** EXERCISE DATA follows **

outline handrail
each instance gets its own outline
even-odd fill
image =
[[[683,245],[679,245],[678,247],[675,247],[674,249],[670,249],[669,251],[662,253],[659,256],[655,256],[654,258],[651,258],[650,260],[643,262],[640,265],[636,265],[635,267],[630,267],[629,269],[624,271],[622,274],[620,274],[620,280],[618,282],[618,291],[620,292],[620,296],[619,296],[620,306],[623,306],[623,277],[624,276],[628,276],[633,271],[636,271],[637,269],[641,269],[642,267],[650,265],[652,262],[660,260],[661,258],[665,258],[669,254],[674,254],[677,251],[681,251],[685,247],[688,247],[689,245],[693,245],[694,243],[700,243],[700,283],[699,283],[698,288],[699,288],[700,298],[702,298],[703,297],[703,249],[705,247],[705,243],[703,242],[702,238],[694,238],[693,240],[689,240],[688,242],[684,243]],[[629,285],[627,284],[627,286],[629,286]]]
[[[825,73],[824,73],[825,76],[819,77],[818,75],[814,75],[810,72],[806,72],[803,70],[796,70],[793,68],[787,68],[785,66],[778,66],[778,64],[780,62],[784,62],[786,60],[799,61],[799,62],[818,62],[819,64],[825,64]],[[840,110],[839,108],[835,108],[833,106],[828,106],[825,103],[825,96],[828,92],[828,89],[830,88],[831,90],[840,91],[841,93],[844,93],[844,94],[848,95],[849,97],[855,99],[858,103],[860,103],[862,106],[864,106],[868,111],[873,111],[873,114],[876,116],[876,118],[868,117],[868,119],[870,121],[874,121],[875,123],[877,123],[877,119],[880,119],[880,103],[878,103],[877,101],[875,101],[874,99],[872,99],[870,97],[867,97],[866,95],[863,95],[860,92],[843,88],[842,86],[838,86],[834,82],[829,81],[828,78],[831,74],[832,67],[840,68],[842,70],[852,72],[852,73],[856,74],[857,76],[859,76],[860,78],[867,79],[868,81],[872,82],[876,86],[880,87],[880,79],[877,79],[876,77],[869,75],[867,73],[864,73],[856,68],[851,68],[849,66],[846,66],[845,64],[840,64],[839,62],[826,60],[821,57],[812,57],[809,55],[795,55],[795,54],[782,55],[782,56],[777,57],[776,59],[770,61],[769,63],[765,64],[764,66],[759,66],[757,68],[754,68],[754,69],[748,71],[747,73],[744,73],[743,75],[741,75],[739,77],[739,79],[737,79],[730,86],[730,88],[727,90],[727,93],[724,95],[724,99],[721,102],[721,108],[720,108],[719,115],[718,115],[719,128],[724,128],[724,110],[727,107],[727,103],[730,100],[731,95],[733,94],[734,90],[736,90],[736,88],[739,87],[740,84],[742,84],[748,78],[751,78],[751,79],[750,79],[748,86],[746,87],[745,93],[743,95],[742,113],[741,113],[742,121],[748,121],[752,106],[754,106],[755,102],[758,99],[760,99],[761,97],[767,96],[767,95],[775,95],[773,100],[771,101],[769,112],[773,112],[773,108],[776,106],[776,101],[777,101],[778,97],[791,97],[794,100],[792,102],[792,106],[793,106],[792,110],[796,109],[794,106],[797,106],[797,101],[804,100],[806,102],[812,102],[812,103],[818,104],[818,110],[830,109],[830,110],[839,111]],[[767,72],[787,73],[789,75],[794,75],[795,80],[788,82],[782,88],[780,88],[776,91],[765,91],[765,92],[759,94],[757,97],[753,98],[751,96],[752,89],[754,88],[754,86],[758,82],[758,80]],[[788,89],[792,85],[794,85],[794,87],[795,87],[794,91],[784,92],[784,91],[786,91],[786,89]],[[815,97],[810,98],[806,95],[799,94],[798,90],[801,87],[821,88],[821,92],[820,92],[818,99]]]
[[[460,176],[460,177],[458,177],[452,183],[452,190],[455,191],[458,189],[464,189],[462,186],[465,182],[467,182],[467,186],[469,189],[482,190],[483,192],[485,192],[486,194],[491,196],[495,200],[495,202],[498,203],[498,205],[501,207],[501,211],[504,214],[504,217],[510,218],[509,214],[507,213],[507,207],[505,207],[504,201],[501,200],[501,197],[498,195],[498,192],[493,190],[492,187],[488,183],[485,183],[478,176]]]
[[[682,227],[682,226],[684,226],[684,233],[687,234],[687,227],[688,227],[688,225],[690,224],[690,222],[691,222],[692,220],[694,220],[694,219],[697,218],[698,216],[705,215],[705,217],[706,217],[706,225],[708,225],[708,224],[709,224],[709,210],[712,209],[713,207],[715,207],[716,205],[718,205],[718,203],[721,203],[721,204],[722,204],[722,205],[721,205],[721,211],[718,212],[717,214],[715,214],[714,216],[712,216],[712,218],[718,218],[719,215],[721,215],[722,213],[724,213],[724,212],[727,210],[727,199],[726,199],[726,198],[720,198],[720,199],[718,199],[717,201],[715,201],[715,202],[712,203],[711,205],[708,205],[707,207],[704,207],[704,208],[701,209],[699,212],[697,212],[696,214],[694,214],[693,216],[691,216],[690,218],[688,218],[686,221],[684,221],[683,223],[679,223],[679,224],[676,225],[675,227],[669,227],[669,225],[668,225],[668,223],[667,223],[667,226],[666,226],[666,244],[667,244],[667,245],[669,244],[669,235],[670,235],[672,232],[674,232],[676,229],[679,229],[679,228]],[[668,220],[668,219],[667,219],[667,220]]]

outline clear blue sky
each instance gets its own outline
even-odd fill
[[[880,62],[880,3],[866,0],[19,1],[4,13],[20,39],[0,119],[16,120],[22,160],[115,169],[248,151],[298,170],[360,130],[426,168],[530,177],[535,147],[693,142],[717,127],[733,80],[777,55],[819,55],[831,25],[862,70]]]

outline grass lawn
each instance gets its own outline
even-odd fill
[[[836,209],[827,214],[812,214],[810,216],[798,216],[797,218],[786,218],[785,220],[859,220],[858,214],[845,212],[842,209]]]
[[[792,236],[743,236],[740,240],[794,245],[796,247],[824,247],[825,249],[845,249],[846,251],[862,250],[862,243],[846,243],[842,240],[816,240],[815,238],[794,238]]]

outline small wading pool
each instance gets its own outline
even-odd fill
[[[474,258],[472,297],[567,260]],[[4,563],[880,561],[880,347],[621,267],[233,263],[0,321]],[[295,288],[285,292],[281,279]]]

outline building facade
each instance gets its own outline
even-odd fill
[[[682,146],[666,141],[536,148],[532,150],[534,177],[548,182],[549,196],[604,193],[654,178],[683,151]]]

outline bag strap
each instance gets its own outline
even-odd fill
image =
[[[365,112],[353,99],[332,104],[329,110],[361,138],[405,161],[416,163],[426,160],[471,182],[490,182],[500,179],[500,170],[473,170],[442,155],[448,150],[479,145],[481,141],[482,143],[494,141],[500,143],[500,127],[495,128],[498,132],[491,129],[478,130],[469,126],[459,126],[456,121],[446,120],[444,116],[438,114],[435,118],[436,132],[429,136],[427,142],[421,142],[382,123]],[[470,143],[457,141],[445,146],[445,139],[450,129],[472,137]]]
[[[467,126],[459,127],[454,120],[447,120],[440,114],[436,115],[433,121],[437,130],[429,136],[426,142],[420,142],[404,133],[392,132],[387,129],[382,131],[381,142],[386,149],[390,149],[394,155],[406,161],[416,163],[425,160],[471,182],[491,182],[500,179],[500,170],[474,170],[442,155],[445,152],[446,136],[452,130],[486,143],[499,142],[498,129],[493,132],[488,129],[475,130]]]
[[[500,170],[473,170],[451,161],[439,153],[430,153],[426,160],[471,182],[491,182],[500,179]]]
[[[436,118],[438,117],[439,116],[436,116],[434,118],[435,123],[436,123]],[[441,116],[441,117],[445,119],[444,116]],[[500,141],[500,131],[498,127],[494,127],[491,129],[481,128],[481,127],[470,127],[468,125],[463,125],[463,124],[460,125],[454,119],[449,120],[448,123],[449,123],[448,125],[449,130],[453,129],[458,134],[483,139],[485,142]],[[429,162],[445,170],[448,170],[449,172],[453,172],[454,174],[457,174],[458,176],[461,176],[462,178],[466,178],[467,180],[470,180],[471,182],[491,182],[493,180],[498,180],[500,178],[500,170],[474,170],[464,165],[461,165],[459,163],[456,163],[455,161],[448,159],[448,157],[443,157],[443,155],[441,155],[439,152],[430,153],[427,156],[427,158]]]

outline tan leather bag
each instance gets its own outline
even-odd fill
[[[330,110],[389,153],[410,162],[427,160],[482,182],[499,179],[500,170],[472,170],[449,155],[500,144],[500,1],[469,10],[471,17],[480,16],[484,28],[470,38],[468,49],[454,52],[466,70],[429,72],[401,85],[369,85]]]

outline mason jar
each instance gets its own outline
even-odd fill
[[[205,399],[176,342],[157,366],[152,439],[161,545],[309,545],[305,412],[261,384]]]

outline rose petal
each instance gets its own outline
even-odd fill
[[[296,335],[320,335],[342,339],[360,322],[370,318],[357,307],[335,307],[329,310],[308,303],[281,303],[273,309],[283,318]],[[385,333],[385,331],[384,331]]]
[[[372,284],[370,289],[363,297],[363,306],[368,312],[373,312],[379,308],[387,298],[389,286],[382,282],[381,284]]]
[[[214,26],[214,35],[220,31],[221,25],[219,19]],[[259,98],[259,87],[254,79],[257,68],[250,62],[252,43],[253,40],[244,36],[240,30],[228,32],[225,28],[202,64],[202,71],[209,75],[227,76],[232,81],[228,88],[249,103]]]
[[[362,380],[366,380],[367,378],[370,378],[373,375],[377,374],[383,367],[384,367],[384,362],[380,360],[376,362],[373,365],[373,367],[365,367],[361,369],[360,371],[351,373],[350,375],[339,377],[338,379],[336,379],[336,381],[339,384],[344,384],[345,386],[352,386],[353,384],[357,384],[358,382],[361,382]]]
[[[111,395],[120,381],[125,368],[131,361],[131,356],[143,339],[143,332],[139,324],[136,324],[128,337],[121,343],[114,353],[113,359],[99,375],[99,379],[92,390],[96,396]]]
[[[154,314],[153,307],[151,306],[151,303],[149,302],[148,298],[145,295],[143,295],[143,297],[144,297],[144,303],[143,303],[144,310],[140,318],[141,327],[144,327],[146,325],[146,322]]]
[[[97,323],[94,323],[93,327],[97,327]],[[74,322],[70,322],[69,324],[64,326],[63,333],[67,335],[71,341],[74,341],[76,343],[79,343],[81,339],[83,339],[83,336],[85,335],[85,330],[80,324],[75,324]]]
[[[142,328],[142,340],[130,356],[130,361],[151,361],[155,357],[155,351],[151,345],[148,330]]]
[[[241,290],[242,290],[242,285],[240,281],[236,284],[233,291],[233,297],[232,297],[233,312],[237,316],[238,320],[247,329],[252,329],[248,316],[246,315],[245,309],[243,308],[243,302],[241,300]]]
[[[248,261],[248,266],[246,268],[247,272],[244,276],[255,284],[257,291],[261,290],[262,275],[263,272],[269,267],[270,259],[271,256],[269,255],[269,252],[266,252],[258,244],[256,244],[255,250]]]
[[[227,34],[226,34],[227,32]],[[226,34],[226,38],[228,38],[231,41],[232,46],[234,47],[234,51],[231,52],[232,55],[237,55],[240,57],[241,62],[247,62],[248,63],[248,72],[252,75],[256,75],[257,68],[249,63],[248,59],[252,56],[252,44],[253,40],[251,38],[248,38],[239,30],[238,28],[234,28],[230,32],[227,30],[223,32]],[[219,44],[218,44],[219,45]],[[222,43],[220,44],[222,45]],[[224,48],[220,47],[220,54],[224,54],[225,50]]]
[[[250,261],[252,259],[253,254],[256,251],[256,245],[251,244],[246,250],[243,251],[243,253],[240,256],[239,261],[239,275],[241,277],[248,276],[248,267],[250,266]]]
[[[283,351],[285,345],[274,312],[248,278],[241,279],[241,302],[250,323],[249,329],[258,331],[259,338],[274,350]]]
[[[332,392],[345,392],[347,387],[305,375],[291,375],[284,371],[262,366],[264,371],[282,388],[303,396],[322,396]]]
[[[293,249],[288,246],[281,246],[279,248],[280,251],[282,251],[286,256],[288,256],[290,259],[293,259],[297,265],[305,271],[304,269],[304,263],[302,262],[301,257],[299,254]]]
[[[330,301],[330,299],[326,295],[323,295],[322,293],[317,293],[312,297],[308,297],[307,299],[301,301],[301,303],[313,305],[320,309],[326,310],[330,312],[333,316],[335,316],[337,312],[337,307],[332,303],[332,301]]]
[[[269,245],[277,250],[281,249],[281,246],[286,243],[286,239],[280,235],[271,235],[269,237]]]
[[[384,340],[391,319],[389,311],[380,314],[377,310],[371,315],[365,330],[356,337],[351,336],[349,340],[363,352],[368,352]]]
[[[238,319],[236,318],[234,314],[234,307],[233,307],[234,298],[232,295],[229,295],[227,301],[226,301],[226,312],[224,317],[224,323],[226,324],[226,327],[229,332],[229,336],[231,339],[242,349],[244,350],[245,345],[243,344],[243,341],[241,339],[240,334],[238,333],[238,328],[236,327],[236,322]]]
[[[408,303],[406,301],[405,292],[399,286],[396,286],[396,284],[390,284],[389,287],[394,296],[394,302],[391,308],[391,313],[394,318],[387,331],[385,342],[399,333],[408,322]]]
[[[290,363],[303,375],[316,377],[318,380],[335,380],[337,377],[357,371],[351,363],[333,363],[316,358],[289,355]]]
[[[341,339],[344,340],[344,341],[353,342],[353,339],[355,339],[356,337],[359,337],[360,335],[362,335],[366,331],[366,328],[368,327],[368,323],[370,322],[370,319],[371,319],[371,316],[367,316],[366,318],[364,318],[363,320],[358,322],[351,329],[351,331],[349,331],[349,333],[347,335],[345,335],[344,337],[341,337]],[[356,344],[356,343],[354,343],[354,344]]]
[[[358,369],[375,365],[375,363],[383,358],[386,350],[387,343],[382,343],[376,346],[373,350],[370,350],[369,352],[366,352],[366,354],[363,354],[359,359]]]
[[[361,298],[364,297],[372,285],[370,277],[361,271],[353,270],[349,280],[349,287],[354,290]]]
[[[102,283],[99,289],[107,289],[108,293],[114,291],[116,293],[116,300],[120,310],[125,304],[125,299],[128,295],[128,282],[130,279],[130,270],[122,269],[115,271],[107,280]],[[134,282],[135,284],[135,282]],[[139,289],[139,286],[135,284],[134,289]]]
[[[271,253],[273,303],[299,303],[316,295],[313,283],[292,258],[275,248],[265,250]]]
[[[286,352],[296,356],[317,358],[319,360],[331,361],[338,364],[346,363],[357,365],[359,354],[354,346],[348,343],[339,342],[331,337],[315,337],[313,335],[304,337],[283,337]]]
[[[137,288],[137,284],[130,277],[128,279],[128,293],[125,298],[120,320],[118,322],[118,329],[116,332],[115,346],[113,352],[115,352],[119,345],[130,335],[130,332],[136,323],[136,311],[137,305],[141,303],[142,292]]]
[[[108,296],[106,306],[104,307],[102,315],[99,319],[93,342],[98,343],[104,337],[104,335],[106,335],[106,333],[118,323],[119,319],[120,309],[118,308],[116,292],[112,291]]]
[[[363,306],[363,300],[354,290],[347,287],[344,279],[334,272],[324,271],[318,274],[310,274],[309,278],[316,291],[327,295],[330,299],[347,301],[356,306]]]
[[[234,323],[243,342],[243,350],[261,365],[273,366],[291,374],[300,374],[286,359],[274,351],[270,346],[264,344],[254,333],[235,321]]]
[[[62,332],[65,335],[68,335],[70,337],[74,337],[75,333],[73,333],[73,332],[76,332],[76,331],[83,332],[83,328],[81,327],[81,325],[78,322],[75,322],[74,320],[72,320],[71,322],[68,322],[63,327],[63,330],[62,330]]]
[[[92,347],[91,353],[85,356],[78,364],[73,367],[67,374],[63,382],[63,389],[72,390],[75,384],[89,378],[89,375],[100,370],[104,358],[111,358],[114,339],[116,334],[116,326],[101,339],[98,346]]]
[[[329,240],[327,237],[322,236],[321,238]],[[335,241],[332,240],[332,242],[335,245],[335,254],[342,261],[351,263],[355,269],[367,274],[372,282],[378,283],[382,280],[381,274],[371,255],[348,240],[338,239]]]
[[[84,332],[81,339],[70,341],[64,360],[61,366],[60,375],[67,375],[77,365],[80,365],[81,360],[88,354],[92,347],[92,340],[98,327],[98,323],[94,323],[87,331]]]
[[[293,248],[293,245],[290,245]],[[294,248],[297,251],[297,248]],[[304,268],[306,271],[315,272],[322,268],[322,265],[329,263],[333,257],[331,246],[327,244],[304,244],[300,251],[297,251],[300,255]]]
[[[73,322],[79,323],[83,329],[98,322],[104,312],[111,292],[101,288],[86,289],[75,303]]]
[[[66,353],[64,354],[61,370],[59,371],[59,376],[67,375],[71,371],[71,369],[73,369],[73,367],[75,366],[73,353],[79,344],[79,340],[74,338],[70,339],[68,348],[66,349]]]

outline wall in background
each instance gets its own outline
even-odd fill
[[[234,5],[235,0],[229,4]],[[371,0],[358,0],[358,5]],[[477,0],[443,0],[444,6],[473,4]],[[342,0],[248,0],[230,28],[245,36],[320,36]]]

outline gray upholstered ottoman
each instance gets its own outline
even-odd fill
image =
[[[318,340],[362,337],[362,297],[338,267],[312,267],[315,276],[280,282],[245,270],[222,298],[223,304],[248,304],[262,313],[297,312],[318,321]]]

** End of EXERCISE DATA **

● ASSIGNED TASK
Write out, please, only the lines from the one with "outline gray upholstered ottoman" through the last line above, both included and unchanged.

● RESPONSE AREA
outline gray upholstered ottoman
each instance gets its own outline
even-odd fill
image =
[[[318,340],[362,337],[362,297],[338,267],[312,267],[315,276],[280,282],[245,270],[222,298],[223,304],[248,304],[262,313],[297,312],[318,321]]]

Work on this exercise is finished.